→ EXERCISE INSTRUCTIONS:
(a) Answer these questions about the interview transcript on parental alienation, marking each answer to match:
(i) What does the child learn as a result of breaking the child and parent bond?
(ii) What do children often feel later after saying or doing things that hurt the targeted parent?
(iii) Is the term "parental alienation" used when writing up the reports?
(b) Carry the interview transcript on parental alienation forward from its last line.

Oh, that's excellent.

SPEAKER_01:

What does that tell you though? That tells you that instinctually I'm correct, these children want their parents, regardless of what the alienating parent is teaching them. And that's why it's cruelty. And no child, and I write this, no child should be restricted from loving a parent who desires to love them back. As a result of breaking the child and parent bond, the child learns to distrust himself and others. And they often use verbiage and say things and do things that hurt the targeted parent great deal that they would not otherwise do, and later feel horrendous guilt for it.

SPEAKER_00:

Um is there anything else that you So when you are writing up these reports, you're not using the term parental alienation. Yes, I am. Oh, you are? Okay.

→ INPUT DATA:
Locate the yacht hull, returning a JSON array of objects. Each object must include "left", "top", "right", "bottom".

→ ANSWERS PROVIDED:
(a)
(i) To distrust himself and others.
(ii) Horrendous guilt.
(iii) Yes.

(b)
SPEAKER_01:

But I'm very clear as to distinction that I'm talking about emotional abuse, and I define it. There is a legal definition that states that parental alienation is emotional abuse. Because in my reports, I don't say anything or do anything that cannot be either backed by research, uh, something within the case that's solid, not points given to me by the, you know, the targeted parent, um, or some form of case law. Uh, and that's why my re my assessments are so very strong. And also I've been doing event investigations and um I you know I won my own kids back, and I've been doing investigations for quite a few years. So I know what goes into them. And uh yeah. That's excellent.

SPEAKER_00:

When they get involved. Yes.

SPEAKER_01:

That's what CPS drives me crazy because they take the children that shouldn't be taken and they um leave the ones that should be taken.

SPEAKER_00:

Right. Exactly.

SPEAKER_01:

It it it happens just about all the time and it it it's it's sick. But on the other hand, I'm not sure if I believe that the way that they're taking children, I mean, what has happened to the system is unbelievable. The system started out as um, you know, you take the children from the family home just long enough to help the parents get to the point where they can have their children back. Instead, we take the children and oh and you know put people through hoops to get them back, which I've learned the hoops to, you know. Um it's it's very interesting.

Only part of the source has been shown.